_PASSAGE SHOWN_
>>>>

Rob Hazen is straight outta Hollywood (Florida), and he is one schizophrenic soul cat.

As an international touring dynamo, he has a golden touch, charting three different songs in five countries, including three No. 1 dance music singles across Europe and Asia. As a Florida homebody, well, the solo Hazen switches on the funked-up, soulcoustic sound.

In either personage, Hazen’s soaring vocals will move you.

After playing in South Florida bands throughout middle and high school, Hazen couldn’t kick the performing bug even while studying finance at the University of Notre Dame.

“My professors told me to follow my passion instead of a paycheck,” Hazen says. “So I recorded my debut EP and toured the Midwest” while still in school.

Hazen’s second EP coincided with graduation, and Florida’s fertile musical grounds pulled him home.

“After graduating, I knew I wanted to be a musician and saw that there was way more opportunity to perform live in and around the Central Florida area,” Hazen says. “So I decided to live where the live scene is bustling.”

Hazen moved back to Florida, assembled a band and management and hit the road. After some extensive touring in the United States and Canada, Hazen moved north to Orlando and found his first international success, a cover of the Smashing Pumpkins song “1979” with DJ/producer George Acosta.

“I put my vocals on the song, and it ended up getting into the hands of a label in Europe,” Hazen says. “The label had a lot of great producers on its roster who heard my track and subsequently wanted to work with me as a songwriter/vocalist. Since then, I’ve released almost a dozen songs, with more coming out this year. I’ve been blessed with a lot of success in electronic music over the past few years.”

But Hazen isn’t neglecting his stripped-down sound, either. In March, he released his first solo single in more than three years, “Soul.”

“It’s always difficult to box yourself in as a songwriter/musician—and it’s especially hard for me being that I have released music in several different genres—but I would say the best example of who I am today would be ‘Soul,’” Hazen says. “It’s an interesting mix of acoustic soul and tropical house, the perfect music to listen to with the windows down on a beautiful, sunny afternoon in Central Florida!”

<<<<

_OBJECTIVES_
(1) In the Rob Hazen profile, what did Hazen study at the University of Notre Dame?
(2) Please turn the paragraph of the Rob Hazen profile that opens with "Hazen moved back to Florida" into a short list that keeps its main facts.
(3) Output the section of the Rob Hazen profile starting with "After playing in" and going on through "of Notre Dame.".
The lines after the Rob Hazen profile aren't needed here.

_LISTING_
>>>>

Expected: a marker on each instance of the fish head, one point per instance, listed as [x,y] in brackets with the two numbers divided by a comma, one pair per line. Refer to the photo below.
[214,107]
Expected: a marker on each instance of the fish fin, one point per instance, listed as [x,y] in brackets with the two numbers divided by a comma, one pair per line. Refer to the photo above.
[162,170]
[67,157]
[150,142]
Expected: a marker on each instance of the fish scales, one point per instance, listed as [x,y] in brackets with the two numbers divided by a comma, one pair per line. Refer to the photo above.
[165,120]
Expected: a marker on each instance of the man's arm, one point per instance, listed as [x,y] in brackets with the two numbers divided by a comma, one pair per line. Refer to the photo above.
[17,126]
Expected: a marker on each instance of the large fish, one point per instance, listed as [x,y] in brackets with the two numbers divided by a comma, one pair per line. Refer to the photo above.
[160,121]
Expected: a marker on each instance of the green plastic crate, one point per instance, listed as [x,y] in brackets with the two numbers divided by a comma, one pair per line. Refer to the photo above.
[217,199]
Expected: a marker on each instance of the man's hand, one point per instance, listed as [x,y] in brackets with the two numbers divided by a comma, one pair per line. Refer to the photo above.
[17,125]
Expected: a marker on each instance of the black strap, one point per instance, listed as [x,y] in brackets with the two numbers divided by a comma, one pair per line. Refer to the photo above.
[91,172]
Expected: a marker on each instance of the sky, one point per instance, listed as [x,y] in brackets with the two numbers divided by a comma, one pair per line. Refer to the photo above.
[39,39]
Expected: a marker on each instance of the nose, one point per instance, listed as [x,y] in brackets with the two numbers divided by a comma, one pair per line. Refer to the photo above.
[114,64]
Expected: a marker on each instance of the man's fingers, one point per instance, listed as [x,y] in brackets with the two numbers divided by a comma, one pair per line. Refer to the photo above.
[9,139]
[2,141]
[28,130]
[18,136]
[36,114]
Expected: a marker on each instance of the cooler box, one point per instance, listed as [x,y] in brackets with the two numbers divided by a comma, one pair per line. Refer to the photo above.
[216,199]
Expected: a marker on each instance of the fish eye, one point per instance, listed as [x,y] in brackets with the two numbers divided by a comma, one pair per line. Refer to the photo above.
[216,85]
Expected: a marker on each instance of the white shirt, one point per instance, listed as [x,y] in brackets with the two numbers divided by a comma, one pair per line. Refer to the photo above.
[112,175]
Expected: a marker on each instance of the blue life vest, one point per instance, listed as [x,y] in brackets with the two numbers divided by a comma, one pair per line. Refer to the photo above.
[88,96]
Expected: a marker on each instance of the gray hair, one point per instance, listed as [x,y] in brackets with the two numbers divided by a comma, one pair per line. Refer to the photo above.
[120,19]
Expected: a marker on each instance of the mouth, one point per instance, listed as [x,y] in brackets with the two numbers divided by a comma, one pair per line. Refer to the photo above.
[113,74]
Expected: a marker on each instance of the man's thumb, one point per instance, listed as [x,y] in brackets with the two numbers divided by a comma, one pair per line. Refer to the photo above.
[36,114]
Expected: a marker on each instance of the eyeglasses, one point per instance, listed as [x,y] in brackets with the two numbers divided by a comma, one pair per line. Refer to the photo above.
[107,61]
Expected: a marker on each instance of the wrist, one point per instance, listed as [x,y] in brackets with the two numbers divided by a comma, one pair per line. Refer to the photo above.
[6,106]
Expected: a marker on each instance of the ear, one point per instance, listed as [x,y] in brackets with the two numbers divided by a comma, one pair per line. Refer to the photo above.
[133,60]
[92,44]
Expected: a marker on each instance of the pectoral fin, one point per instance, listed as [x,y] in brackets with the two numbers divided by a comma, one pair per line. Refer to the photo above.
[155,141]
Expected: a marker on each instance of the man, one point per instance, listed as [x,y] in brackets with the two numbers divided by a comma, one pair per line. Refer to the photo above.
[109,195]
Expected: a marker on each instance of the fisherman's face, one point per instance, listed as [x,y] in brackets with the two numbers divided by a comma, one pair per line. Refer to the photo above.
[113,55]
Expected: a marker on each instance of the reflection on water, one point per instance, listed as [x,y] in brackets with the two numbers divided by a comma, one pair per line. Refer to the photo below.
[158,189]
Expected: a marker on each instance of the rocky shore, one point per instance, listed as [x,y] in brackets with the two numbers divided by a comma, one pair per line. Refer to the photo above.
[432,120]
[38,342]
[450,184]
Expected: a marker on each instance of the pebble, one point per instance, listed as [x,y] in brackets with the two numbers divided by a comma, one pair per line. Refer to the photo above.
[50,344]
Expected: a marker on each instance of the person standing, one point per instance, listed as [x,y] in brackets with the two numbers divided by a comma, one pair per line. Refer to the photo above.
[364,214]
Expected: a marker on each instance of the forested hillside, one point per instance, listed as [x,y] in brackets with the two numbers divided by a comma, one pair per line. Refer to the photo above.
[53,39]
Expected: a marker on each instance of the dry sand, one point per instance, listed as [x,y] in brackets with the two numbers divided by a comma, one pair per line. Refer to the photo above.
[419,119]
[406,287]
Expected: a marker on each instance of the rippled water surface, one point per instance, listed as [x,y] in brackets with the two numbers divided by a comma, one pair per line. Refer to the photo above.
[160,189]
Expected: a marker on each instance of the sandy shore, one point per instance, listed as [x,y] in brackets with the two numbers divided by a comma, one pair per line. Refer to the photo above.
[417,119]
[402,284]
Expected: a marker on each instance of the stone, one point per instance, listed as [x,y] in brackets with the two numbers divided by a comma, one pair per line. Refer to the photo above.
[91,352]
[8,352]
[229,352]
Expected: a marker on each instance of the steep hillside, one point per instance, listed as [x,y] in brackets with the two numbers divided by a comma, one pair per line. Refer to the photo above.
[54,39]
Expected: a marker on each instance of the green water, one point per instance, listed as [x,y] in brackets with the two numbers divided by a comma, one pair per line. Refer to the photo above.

<<<<

_TASK-BY-TASK ANSWERS_
(1) Finance.

(2)
- Moved back to Florida, put together a band and management, and went on the road
- Toured extensively in the United States and Canada
- Then moved north to Orlando
- Had his first international success there: a cover of the Smashing Pumpkins song "1979" with DJ/producer George Acosta

(3)
After playing in South Florida bands throughout middle and high school, Hazen couldn’t kick the performing bug even while studying finance at the University of Notre Dame.